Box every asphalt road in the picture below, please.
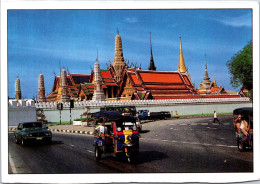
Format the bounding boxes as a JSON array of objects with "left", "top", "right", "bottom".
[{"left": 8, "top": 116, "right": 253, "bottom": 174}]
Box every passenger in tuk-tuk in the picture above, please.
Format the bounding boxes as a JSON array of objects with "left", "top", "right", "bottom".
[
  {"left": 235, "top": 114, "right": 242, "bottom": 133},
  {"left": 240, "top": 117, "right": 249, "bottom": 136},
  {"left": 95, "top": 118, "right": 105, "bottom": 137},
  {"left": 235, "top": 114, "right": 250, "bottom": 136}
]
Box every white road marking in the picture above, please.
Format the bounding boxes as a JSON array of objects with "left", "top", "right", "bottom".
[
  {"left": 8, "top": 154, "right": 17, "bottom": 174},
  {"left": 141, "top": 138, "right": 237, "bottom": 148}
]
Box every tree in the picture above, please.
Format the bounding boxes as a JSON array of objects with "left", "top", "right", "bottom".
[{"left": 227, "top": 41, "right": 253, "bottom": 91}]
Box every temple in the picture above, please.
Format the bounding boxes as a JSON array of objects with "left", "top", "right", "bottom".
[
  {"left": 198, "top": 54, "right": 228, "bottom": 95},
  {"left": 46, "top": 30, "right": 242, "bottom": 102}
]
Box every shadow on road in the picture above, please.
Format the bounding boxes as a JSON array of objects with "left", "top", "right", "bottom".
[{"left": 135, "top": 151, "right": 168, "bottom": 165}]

--

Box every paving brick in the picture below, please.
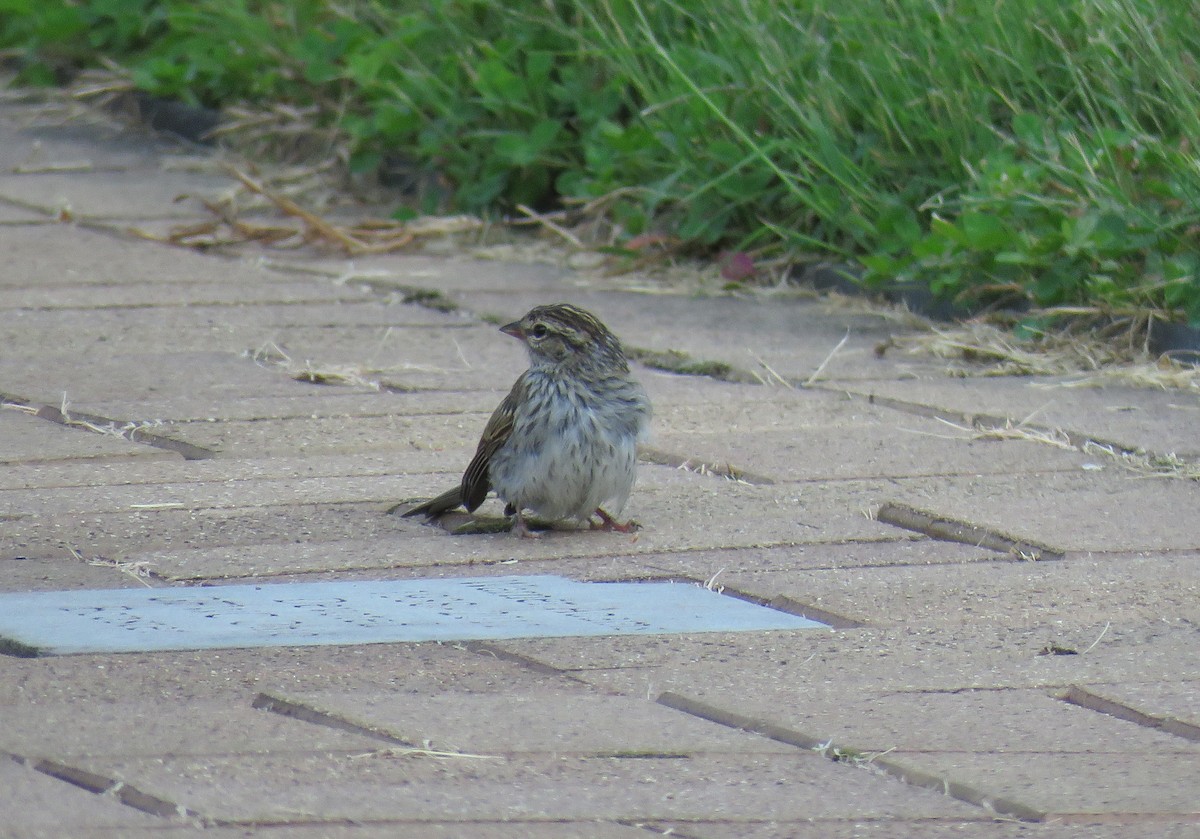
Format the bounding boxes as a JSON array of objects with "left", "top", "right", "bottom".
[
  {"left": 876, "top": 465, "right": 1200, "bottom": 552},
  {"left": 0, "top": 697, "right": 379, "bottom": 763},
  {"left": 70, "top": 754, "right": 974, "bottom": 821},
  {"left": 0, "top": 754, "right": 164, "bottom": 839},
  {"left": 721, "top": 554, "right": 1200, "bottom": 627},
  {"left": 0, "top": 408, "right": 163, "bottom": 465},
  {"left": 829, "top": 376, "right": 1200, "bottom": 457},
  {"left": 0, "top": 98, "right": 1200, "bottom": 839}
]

==

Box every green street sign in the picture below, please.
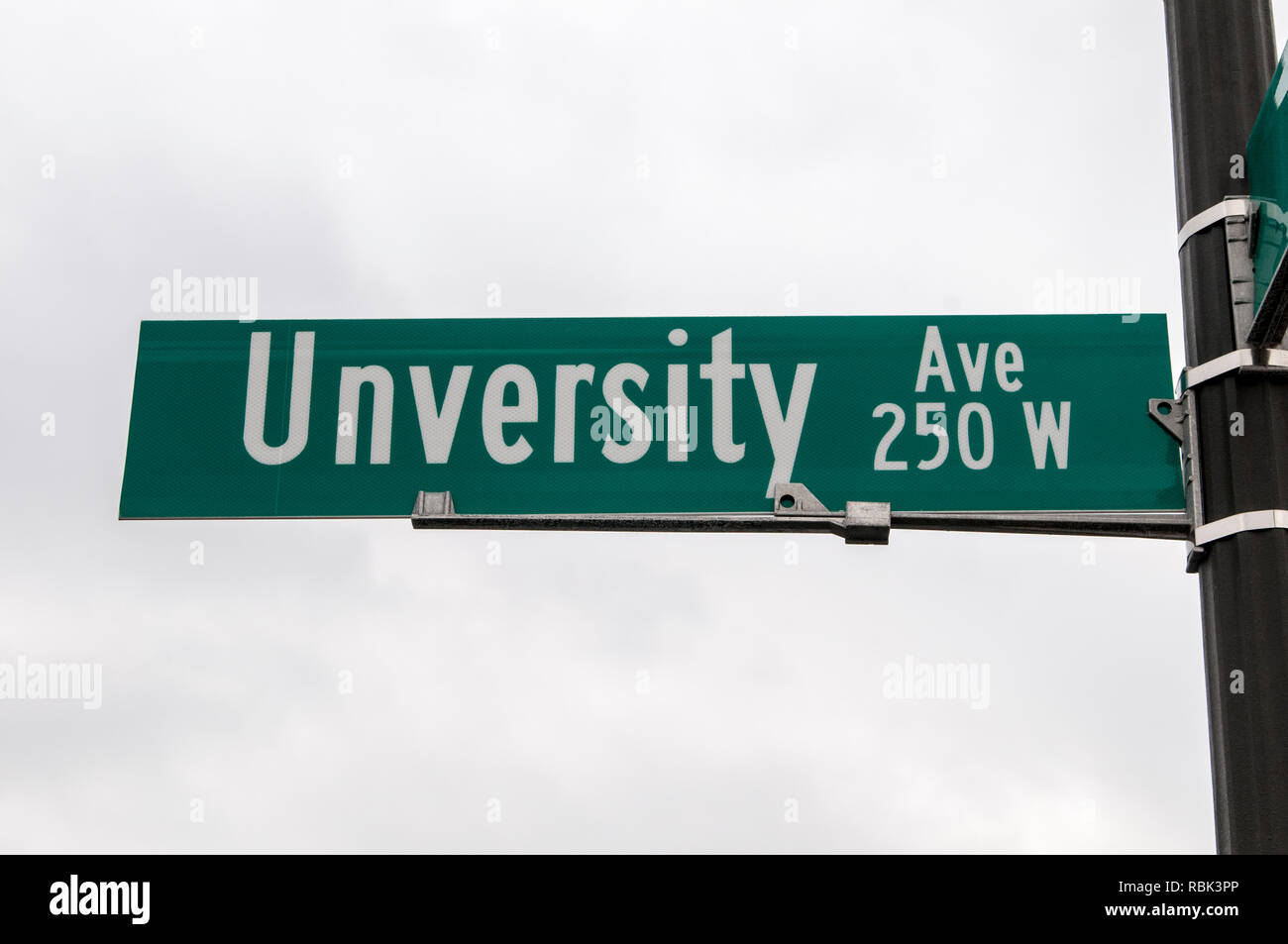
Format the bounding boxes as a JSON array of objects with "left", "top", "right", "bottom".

WHAT IS NEEDED: Pick out every line in the items above that contains the word "below" and copy each one.

FINAL ANSWER:
Box every asphalt road in the picture below, please.
Box every paving brick in the picture below, please.
Box every green street sign in the picture below, please.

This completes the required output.